BEGIN

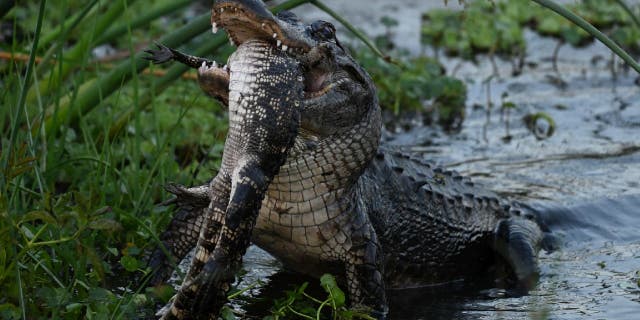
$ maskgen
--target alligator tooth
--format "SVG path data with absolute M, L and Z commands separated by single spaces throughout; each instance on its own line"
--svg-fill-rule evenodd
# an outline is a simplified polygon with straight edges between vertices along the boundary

END

TASK GOAL: Each entry must be reproduced word for word, and any image among them left out.

ANSWER SECTION:
$ maskgen
--target alligator tooth
--format "SVG path data with absolute M, L and Z commands separated by single spaces throughout; each instance on its own line"
--svg-fill-rule evenodd
# an outline is a simplified polygon with straight edges between vertices along the boundary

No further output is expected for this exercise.